EXERCISE TASK =>
Lines before the one containing "Point to the sidewalk." are excluded; print that line and every line after it through the end of the material below, exactly.

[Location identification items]
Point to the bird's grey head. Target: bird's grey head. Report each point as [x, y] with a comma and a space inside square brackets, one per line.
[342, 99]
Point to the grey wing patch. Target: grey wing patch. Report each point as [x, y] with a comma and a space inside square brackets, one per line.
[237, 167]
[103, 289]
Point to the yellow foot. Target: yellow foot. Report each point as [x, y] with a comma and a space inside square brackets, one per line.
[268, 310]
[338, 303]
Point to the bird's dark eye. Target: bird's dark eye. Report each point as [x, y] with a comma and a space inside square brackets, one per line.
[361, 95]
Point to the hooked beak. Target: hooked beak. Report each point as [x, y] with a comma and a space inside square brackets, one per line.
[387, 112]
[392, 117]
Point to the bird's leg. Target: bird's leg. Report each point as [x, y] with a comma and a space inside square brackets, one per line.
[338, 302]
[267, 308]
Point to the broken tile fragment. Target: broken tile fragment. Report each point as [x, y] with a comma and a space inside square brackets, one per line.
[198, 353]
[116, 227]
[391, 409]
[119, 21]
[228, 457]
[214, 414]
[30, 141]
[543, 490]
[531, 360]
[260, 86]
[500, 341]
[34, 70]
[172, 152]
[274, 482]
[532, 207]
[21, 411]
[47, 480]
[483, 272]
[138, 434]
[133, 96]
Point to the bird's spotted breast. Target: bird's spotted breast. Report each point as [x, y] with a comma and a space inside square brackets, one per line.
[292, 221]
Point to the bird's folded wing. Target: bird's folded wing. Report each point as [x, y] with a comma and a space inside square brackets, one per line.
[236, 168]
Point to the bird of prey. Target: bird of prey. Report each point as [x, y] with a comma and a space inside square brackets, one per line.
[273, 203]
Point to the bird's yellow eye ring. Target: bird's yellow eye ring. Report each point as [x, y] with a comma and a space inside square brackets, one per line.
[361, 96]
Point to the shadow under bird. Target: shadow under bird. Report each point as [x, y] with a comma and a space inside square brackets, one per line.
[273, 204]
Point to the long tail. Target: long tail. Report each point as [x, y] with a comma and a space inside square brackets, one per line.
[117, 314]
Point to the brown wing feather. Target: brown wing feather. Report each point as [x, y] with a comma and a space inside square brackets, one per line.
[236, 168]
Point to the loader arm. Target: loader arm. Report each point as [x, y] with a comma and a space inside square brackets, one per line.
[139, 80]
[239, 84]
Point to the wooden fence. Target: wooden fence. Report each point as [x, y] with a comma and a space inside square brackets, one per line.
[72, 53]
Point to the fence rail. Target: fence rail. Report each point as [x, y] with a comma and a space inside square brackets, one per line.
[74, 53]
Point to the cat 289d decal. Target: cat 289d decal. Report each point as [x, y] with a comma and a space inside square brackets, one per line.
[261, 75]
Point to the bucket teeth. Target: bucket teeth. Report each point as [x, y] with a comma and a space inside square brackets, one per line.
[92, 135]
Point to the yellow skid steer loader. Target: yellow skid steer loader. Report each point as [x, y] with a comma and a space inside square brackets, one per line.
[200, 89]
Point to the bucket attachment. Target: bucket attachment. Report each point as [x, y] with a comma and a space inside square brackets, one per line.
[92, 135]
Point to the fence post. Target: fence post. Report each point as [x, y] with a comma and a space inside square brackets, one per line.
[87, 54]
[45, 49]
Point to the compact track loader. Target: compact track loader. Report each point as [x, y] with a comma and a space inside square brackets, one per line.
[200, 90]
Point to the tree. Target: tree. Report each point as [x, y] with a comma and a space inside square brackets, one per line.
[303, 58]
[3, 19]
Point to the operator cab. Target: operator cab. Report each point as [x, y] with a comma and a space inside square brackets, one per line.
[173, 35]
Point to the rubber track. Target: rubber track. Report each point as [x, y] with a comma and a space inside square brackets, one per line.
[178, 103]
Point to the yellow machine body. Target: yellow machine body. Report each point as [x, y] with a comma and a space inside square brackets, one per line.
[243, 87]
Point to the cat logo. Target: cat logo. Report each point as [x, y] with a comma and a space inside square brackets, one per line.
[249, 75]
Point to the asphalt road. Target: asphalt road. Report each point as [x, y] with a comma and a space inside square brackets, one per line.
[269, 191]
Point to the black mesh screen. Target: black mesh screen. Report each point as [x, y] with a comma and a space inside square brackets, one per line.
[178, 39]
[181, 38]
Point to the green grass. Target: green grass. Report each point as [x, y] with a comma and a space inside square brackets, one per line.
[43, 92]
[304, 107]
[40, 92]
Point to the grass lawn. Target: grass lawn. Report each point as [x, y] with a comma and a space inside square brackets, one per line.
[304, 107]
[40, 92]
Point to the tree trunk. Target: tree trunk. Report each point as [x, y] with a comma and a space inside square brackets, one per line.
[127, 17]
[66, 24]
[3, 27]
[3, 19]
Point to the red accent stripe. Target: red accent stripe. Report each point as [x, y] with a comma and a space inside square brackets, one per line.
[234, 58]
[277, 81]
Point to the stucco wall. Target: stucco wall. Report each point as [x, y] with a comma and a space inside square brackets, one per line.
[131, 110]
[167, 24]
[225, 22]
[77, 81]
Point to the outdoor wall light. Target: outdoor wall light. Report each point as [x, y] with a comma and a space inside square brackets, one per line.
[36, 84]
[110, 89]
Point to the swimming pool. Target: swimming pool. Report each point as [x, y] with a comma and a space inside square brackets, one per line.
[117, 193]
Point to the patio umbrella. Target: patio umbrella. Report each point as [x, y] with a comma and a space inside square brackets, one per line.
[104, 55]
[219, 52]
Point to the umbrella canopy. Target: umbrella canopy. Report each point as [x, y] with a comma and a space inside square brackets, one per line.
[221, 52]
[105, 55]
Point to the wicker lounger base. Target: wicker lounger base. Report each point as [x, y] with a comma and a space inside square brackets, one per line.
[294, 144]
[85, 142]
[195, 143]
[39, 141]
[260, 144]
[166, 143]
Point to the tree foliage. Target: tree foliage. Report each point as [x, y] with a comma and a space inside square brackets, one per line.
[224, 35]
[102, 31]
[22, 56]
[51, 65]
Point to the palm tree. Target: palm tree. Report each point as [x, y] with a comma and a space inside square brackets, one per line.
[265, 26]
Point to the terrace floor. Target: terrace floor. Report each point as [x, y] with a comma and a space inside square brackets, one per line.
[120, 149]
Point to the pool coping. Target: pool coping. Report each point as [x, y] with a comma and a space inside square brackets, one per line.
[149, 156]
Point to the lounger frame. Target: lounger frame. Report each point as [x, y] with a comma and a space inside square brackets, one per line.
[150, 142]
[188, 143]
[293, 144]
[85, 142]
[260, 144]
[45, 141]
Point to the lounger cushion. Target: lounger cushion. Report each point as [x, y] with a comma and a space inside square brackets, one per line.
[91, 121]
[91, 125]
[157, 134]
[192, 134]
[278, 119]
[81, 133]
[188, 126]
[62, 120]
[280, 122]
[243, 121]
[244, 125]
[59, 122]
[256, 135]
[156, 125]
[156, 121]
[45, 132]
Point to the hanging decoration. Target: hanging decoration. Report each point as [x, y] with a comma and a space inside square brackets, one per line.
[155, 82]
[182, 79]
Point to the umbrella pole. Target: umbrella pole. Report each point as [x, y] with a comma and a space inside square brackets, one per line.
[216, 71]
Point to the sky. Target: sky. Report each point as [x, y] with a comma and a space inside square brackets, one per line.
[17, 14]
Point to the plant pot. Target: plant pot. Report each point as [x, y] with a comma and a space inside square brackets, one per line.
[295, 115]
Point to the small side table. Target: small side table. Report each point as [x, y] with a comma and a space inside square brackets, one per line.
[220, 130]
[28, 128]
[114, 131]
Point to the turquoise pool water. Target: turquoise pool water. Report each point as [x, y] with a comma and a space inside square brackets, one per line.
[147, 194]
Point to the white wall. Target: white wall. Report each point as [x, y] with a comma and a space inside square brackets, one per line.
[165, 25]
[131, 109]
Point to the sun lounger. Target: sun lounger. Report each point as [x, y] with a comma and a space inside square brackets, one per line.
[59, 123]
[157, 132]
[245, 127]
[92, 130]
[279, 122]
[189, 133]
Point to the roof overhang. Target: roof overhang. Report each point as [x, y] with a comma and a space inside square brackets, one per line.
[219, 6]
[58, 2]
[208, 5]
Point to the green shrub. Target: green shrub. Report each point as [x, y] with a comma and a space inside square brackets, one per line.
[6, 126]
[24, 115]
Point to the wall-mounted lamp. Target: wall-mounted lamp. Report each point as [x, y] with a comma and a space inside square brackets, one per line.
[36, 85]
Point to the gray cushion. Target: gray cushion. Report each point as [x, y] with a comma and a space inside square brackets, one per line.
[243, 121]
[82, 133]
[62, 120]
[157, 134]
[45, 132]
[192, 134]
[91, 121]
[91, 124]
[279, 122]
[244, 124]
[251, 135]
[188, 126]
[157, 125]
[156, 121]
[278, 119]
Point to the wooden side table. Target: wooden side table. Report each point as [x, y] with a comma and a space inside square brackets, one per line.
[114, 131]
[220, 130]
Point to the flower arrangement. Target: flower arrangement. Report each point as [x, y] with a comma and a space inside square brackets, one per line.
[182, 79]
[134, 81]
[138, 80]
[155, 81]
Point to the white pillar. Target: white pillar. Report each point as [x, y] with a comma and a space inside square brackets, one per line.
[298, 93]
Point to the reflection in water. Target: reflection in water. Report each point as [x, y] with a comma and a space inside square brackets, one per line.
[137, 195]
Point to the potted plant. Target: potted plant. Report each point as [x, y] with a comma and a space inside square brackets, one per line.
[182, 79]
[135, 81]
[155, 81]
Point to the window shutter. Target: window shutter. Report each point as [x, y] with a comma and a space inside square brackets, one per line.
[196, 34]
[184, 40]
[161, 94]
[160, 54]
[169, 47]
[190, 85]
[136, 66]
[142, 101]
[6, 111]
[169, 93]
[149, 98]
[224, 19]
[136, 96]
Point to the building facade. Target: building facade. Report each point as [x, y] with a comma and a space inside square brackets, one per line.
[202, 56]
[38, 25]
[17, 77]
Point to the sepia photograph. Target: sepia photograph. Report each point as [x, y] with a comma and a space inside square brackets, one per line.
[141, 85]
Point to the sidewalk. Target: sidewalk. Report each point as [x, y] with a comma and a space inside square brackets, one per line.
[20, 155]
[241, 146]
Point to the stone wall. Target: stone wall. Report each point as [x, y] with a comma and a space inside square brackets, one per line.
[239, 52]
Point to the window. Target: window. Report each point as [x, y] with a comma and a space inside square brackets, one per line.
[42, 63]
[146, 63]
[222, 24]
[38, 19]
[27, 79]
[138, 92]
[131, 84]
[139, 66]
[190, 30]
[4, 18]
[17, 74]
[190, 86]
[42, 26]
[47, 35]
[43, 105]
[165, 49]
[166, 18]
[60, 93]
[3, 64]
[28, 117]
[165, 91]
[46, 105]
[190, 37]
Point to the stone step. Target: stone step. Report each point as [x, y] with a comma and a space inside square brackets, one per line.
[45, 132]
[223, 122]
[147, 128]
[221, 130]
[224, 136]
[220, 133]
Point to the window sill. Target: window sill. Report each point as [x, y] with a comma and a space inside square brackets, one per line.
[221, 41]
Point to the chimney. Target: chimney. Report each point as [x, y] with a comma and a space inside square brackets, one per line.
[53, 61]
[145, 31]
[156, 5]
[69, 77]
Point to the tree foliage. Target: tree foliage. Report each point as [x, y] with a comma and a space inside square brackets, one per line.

EXERCISE OUTPUT =>
Point to the sidewalk. Target: sidewalk. Report each point as [x, y] with a comma and a space inside square brackets, one per line.
[20, 155]
[241, 146]
Point to the stone wall. Target: stone wall. Report each point as [x, y] with a comma and a space inside square brackets, one per line.
[239, 52]
Point to the window. Target: window. Report each point as [x, y] with a comma and a space inside square brackets, one per line.
[42, 63]
[146, 63]
[222, 24]
[38, 19]
[27, 79]
[138, 92]
[131, 84]
[139, 66]
[190, 30]
[4, 18]
[17, 74]
[190, 86]
[42, 26]
[47, 35]
[43, 105]
[165, 49]
[166, 18]
[60, 93]
[3, 64]
[28, 117]
[165, 91]
[46, 105]
[190, 37]
Point to the stone step. Target: stone step. Report each point as [x, y] with a comma and a space inside square brackets, one per line.
[45, 132]
[223, 122]
[147, 128]
[221, 130]
[224, 136]
[220, 133]
Point to the window sill. Target: window sill. Report each point as [x, y] with a comma and a space inside square brackets, one per line.
[221, 41]
Point to the chimney. Target: chimney. Report each point as [x, y] with a comma and a space inside square brackets, one per line.
[53, 61]
[145, 31]
[156, 5]
[69, 77]
Point to the tree foliage. Target: tree foliage. Report each point as [x, y] with a comma and a space inside square brackets, one per line.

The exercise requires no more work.